- _AIM_:
Turn every item below into a numbered list of its lines, skipping any blank lines.

- _RECORDS PROVIDED_:
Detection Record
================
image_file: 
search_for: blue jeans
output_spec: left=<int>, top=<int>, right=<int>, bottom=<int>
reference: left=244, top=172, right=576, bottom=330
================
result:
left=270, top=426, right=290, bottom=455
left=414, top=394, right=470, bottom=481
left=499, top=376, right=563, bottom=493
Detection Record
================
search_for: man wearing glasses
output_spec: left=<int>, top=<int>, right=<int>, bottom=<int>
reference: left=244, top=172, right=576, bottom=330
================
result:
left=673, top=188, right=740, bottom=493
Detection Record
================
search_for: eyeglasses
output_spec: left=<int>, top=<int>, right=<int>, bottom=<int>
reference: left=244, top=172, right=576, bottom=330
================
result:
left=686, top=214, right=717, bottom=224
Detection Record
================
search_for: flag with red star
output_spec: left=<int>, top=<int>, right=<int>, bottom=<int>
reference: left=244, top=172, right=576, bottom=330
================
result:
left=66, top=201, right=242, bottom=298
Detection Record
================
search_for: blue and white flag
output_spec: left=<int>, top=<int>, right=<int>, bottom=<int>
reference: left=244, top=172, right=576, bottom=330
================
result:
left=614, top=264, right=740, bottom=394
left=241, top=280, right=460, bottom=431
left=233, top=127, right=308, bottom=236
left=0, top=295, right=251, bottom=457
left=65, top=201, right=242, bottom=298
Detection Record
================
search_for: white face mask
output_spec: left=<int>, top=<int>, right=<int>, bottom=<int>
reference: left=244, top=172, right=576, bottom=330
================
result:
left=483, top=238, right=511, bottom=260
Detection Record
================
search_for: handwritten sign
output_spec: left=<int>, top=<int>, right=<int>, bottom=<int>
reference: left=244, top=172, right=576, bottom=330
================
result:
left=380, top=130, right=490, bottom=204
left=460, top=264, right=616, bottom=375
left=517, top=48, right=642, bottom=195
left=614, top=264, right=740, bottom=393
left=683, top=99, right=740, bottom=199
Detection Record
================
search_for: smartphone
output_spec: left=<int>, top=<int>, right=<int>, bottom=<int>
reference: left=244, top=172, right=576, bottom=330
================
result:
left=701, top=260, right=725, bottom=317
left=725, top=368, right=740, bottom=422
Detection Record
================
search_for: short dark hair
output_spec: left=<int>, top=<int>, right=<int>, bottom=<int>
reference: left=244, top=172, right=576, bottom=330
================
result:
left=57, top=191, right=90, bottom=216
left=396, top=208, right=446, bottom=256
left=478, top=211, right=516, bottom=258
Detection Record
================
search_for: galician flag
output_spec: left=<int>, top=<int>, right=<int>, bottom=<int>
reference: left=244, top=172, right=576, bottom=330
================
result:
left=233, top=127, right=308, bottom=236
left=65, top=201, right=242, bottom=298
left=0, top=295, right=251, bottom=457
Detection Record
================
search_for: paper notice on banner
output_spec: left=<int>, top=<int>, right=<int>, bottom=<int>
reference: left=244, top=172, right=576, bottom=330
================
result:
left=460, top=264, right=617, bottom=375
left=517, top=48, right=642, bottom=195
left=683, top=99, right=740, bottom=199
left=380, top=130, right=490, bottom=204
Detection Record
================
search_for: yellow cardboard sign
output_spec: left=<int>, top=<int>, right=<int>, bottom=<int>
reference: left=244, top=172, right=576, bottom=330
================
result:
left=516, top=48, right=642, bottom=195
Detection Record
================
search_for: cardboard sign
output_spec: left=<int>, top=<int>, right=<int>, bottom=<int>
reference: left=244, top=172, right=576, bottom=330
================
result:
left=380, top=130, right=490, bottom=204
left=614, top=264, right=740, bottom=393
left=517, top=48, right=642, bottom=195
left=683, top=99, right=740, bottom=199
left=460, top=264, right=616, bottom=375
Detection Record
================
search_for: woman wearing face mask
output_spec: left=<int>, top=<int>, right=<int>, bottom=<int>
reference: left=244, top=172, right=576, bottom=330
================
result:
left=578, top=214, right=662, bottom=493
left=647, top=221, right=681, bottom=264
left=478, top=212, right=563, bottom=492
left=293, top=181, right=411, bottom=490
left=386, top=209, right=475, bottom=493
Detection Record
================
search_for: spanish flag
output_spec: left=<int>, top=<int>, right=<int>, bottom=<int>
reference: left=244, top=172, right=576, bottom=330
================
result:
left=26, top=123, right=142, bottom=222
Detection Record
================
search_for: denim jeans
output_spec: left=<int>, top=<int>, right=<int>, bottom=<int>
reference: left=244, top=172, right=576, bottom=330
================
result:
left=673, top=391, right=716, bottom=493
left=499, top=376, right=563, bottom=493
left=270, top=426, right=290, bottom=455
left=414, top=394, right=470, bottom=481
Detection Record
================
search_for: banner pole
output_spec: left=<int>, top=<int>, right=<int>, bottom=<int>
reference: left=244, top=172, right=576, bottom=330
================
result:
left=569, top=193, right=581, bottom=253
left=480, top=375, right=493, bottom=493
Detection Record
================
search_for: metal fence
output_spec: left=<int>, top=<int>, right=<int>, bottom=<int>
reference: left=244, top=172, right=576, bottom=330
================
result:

- _IN RESPONSE_:
1. Detection Record
2. ================
3. image_file: 
4. search_for: blue jeans
5. output_spec: left=<int>, top=<int>, right=<int>, bottom=<int>
6. reference: left=244, top=172, right=576, bottom=330
7. ================
8. result:
9. left=270, top=426, right=290, bottom=455
10. left=414, top=394, right=470, bottom=481
11. left=499, top=376, right=563, bottom=493
12. Detection Record
13. ================
14. search_for: man wearing glasses
15. output_spec: left=<int>, top=<int>, right=<int>, bottom=<int>
16. reference: left=244, top=172, right=576, bottom=330
17. ================
18. result:
19. left=673, top=188, right=740, bottom=493
20. Detection Record
21. ================
22. search_for: eyeglasses
23. output_spec: left=<int>, top=<int>, right=<int>, bottom=<int>
24. reference: left=244, top=172, right=576, bottom=330
25. ================
26. result:
27. left=686, top=214, right=717, bottom=224
28. Detection Record
29. ================
30. search_for: flag with red star
31. output_spec: left=<int>, top=<int>, right=<int>, bottom=<int>
32. reference: left=244, top=172, right=576, bottom=330
33. ================
34. result:
35. left=66, top=201, right=242, bottom=298
36. Detection Record
37. ================
38. search_for: blue and white flag
39. output_spec: left=<int>, top=<int>, right=<int>, bottom=<int>
40. reference: left=244, top=172, right=576, bottom=330
41. ================
42. result:
43. left=614, top=264, right=740, bottom=394
44. left=241, top=280, right=460, bottom=431
45. left=233, top=127, right=308, bottom=236
46. left=0, top=295, right=251, bottom=457
47. left=65, top=201, right=242, bottom=298
48. Detection Record
49. ================
50. search_for: white face mask
51. output_spec: left=<int>, top=<int>, right=<int>, bottom=<int>
52. reference: left=244, top=172, right=576, bottom=330
53. ================
54. result:
55. left=483, top=238, right=511, bottom=260
56. Detection Record
57. ================
58. search_for: handwritten sign
59. output_spec: left=<int>, top=<int>, right=<int>, bottom=<int>
60. reference: left=244, top=172, right=576, bottom=330
61. ================
62. result:
63. left=380, top=130, right=490, bottom=204
64. left=460, top=264, right=616, bottom=375
65. left=517, top=48, right=642, bottom=195
66. left=614, top=264, right=740, bottom=393
67. left=683, top=99, right=740, bottom=199
68. Detection Record
69. ================
70. search_for: smartphone
71. output_spec: left=<int>, top=<int>, right=<int>, bottom=<int>
72. reference: left=244, top=172, right=576, bottom=330
73. ================
74. result:
75. left=701, top=260, right=725, bottom=317
76. left=725, top=368, right=740, bottom=422
77. Detection Record
78. ================
79. search_for: short dark hair
80. output_spec: left=<int>, top=<int>, right=<int>, bottom=<int>
81. reference: left=244, top=172, right=576, bottom=330
82. ================
83. result:
84. left=57, top=191, right=90, bottom=216
85. left=396, top=208, right=446, bottom=256
86. left=478, top=211, right=516, bottom=258
87. Detection Record
88. ================
89. search_for: galician flag
90. output_spec: left=<int>, top=<int>, right=<int>, bottom=<int>
91. reference: left=244, top=172, right=576, bottom=330
92. ================
93. result:
94. left=233, top=127, right=308, bottom=236
95. left=65, top=201, right=242, bottom=298
96. left=0, top=295, right=251, bottom=457
97. Detection Record
98. ================
99. search_for: paper notice on banner
100. output_spec: left=<int>, top=<int>, right=<int>, bottom=<int>
101. reference: left=244, top=172, right=576, bottom=330
102. ================
103. result:
104. left=460, top=264, right=617, bottom=375
105. left=517, top=48, right=642, bottom=195
106. left=683, top=99, right=740, bottom=199
107. left=380, top=130, right=490, bottom=204
108. Detection Record
109. ================
110. search_for: yellow cardboard sign
111. output_spec: left=<int>, top=<int>, right=<int>, bottom=<int>
112. reference: left=244, top=172, right=576, bottom=330
113. ================
114. result:
115. left=516, top=48, right=642, bottom=195
116. Detection Record
117. ================
118. search_for: cardboard sign
119. output_spec: left=<int>, top=<int>, right=<int>, bottom=<int>
120. reference: left=244, top=172, right=576, bottom=330
121. ================
122. result:
123. left=380, top=130, right=490, bottom=204
124. left=614, top=264, right=740, bottom=393
125. left=517, top=48, right=642, bottom=195
126. left=683, top=99, right=740, bottom=199
127. left=460, top=264, right=616, bottom=375
128. Detection Record
129. ================
130. search_for: woman wearing face mask
131. output_spec: left=<int>, top=<int>, right=<int>, bottom=<int>
132. reference: left=244, top=172, right=576, bottom=330
133. ================
134. result:
135. left=578, top=214, right=662, bottom=493
136. left=647, top=221, right=681, bottom=264
137. left=478, top=212, right=563, bottom=492
138. left=293, top=181, right=411, bottom=490
139. left=386, top=209, right=475, bottom=493
140. Detection Record
141. ================
142. search_for: spanish flag
143. output_spec: left=<int>, top=<int>, right=<int>, bottom=<int>
144. reference: left=244, top=172, right=576, bottom=330
145. ================
146. result:
147. left=26, top=123, right=142, bottom=222
148. Detection Record
149. ================
150. search_for: denim jeans
151. output_spec: left=<int>, top=<int>, right=<int>, bottom=<int>
152. reference: left=244, top=172, right=576, bottom=330
153. ================
154. result:
155. left=673, top=391, right=716, bottom=493
156. left=499, top=376, right=563, bottom=493
157. left=270, top=426, right=290, bottom=455
158. left=414, top=394, right=470, bottom=481
159. Detection Record
160. ================
161. search_for: banner pole
162. output_spec: left=<int>, top=<int>, right=<int>, bottom=<int>
163. reference: left=244, top=172, right=576, bottom=330
164. ================
165. result:
166. left=569, top=193, right=581, bottom=253
167. left=480, top=375, right=493, bottom=493
168. Detection Record
169. ================
170. search_for: metal fence
171. output_spec: left=<int>, top=<int>, right=<int>, bottom=<int>
172. reference: left=244, top=172, right=576, bottom=330
173. ================
174. result:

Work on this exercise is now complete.